▶ [TASK INPUTS]:

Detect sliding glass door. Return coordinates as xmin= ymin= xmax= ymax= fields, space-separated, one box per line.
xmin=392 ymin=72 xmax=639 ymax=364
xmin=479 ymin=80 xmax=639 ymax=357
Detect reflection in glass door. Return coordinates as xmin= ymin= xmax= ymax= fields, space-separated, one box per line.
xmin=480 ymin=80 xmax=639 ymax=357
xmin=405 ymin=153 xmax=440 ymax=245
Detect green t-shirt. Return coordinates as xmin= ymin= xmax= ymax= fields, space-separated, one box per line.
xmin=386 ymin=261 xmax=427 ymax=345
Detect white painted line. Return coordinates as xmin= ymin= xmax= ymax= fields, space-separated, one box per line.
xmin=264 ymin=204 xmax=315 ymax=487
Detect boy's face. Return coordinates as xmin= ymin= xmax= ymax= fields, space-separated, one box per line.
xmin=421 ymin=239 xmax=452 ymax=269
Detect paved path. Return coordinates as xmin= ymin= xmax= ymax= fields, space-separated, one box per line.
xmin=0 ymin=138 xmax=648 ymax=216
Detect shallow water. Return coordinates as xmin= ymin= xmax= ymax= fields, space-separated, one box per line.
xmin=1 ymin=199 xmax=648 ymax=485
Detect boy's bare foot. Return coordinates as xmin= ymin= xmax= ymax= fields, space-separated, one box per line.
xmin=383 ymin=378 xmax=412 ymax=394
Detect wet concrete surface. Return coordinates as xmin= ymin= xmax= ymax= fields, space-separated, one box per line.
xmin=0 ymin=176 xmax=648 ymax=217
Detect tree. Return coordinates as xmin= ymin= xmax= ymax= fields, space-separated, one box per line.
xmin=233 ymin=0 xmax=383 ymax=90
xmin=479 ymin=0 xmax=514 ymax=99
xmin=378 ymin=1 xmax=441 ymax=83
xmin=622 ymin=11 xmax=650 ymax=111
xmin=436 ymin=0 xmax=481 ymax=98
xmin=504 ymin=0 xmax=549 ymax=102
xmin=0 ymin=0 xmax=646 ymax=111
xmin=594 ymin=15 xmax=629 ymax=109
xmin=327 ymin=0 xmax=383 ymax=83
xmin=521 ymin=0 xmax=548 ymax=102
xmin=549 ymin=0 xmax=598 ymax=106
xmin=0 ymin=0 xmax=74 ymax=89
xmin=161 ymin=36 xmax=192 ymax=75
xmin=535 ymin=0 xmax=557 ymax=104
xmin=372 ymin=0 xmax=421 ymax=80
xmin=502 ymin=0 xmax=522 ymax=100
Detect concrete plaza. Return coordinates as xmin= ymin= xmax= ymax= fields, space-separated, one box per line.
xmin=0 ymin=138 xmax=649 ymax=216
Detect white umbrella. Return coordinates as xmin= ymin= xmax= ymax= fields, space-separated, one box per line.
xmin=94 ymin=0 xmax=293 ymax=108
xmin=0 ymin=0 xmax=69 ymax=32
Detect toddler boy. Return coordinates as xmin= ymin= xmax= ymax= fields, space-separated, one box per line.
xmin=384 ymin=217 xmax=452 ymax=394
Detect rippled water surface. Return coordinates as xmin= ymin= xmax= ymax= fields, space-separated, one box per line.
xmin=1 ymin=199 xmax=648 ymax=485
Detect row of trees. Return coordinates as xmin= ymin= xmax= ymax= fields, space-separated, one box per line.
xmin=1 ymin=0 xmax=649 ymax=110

▶ [YOUR ASSIGNMENT]: The records above are to be returned exactly as they appear.

▶ [COMPLETED TASK]:
Detect sliding glass door. Return coordinates as xmin= ymin= xmax= ymax= fields, space-separated, one box per line.
xmin=392 ymin=72 xmax=639 ymax=364
xmin=479 ymin=80 xmax=639 ymax=357
Detect reflection in glass door. Return coordinates as xmin= ymin= xmax= ymax= fields, space-separated, one box per line.
xmin=480 ymin=80 xmax=639 ymax=357
xmin=405 ymin=153 xmax=440 ymax=245
Detect green t-shirt. Return coordinates as xmin= ymin= xmax= ymax= fields, space-separated, one box per line.
xmin=386 ymin=261 xmax=427 ymax=345
Detect white painted line. Return coordinates as xmin= ymin= xmax= ymax= fields, space-separated, one box per line.
xmin=264 ymin=204 xmax=315 ymax=487
Detect boy's face. Return coordinates as xmin= ymin= xmax= ymax= fields, space-separated, one box per line.
xmin=421 ymin=239 xmax=452 ymax=269
Detect paved path. Return coordinates as xmin= ymin= xmax= ymax= fields, space-separated, one box per line.
xmin=0 ymin=138 xmax=648 ymax=216
Detect shallow water. Return coordinates as xmin= ymin= xmax= ymax= fields, space-separated, one box per line.
xmin=1 ymin=199 xmax=648 ymax=485
Detect boy's bare foot. Return coordinates as xmin= ymin= xmax= ymax= fields, space-separated, one box per line.
xmin=383 ymin=378 xmax=412 ymax=394
Detect wet concrete surface. Return coordinates as xmin= ymin= xmax= ymax= fields, space-separated, one box per line.
xmin=0 ymin=176 xmax=648 ymax=217
Detect tree. Return coordinates as xmin= ymin= xmax= ymax= fields, space-separated, one box per line.
xmin=233 ymin=0 xmax=383 ymax=90
xmin=479 ymin=0 xmax=514 ymax=99
xmin=378 ymin=1 xmax=441 ymax=83
xmin=622 ymin=11 xmax=650 ymax=111
xmin=436 ymin=0 xmax=481 ymax=98
xmin=504 ymin=0 xmax=549 ymax=102
xmin=0 ymin=0 xmax=646 ymax=111
xmin=594 ymin=15 xmax=629 ymax=109
xmin=327 ymin=0 xmax=383 ymax=83
xmin=521 ymin=0 xmax=548 ymax=102
xmin=549 ymin=0 xmax=598 ymax=106
xmin=0 ymin=0 xmax=74 ymax=89
xmin=161 ymin=36 xmax=192 ymax=75
xmin=535 ymin=0 xmax=557 ymax=104
xmin=372 ymin=0 xmax=421 ymax=80
xmin=502 ymin=0 xmax=522 ymax=100
Detect concrete plaza. Return coordinates as xmin= ymin= xmax= ymax= fields, space-separated, one box per line.
xmin=0 ymin=138 xmax=649 ymax=216
Detect white umbrella. Return coordinates as xmin= ymin= xmax= ymax= fields, space-separated, one box per line.
xmin=94 ymin=0 xmax=293 ymax=108
xmin=0 ymin=0 xmax=69 ymax=32
Detect toddler boy. Return coordinates as xmin= ymin= xmax= ymax= fields, space-separated, one box per line.
xmin=384 ymin=217 xmax=452 ymax=394
Detect rippled water surface. Return coordinates as xmin= ymin= xmax= ymax= fields, space-separated, one box per line.
xmin=1 ymin=199 xmax=648 ymax=485
Detect row of trees. Return coordinates as xmin= ymin= xmax= ymax= fields, space-separated, one box per line.
xmin=1 ymin=0 xmax=649 ymax=110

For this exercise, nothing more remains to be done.